Text: Begin

You can imagine all you'd like, but you'll never come close to actually realizing how close I was to having my joy masacared in that God forsaken land, and God knows how good Oklahomans are at masacaring and scalping. And never could I figure if Route 66 for vehicles was more tragic than the Trail of Tears. It simply held nothing of pretty.

Everything was RED, a terrible shade of red, no less. It's flat land, you know; for as far as you can see, it's flat and nothing more than red. The dirt? Well, there's plenty more dirt where ever you might think there isn't. And nothing but RED. The people's anger is as red as their dirt!

It's a hard country, that's for certain, darling. Scary and wild. And I most certainly should never have gone.

The people are just as big as their cows if not bigger and look just as sad if not sadder. In line for slaughter; waiting for the end. I promise. Dreadful, and nothing more. In Oklahoma there is no where to rest upon the ocean's shore, no hope to either. It's landlocked. Misery trapped. It's one hell of a prison. Imagine the strength it took ME to put on a good show and carry on, but as you know, the survivor in me chose to laugh, even as I laughed alone. Which was always.

Text: End
Entries supplied: Begin

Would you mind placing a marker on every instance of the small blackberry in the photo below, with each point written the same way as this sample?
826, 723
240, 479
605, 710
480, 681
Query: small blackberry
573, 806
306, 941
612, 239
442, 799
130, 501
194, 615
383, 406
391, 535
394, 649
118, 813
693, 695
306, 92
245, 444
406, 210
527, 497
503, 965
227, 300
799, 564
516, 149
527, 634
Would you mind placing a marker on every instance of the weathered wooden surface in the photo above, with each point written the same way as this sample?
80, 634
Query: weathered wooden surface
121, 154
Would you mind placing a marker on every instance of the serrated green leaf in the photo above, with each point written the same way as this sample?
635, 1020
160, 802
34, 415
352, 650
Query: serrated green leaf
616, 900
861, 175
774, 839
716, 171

Entries supplied: End

◆ Problem A ◆
Using the text about Oklahoma, explain in one to three sentences why the narrator says there is nowhere in Oklahoma to rest upon the ocean's shore.
◆ Problem B ◆
Continue the text about Oklahoma from its last sentence, keeping the narrator's voice.
None of the work here requires the records.

◆ Expected output A ◆
There is no ocean's shore to rest upon because Oklahoma is landlocked. The narrator adds that this makes it "Misery trapped" and "one hell of a prison."

◆ Expected output B ◆
Oh, and they will fine you if you walk on the wrong side of the street or in the rain, or both. They'll judge you if you haven't a license to drive, as they haven't even a public transport system other than the odd city bus that goes this way and that, but nowhere you need be. A cirlce of living hell, I'm telling you, darling.

Most certainly, I understand now why they've so many country singers, as the only way to survive there is with hope that you'll get out. And so they sing for thier supper, those who have dreams. Most Oklahomans do not have a dream, but those few who do, sing till a recording label discovers them and sends money to them and they find a big bus that actually leads out of that place and gets them to Texas where they can catch a flight to Hollywood and become a big star and send money home to their mom so she can feed all her children that hope left behind, because their dad's a drunk and never had the money to feed them in the first place.

And all the while, these Oklahomans told me how they pitied the Irish, down right judged them wrong for singing their hero folk songs of defending their land; and never once turned round to look at themselves to see they sang only songs of despair.
Ironic? No.
I found it ignorant.
They are referred to as Red Necks.
Ignorant, red mad. Though they may be mad as bulls, they haven't the class of the Pamplonians of Spain who at least celebrate their charging of bulls. In Oklahoma they have a drink called Red Bull which they gulp and then go chasing Indians if they aren't one themselves.

Darling, that state nearly cost me my spirit, which is the very thing they know best how to do: steal spirits. As the Indians told me that when the Red Necks slaugheterd their people and stole all their land, they also told them, (the ones who survived the long walk on that trail)that no longer could they worship their "spirits". Well, they damn well near killed mine!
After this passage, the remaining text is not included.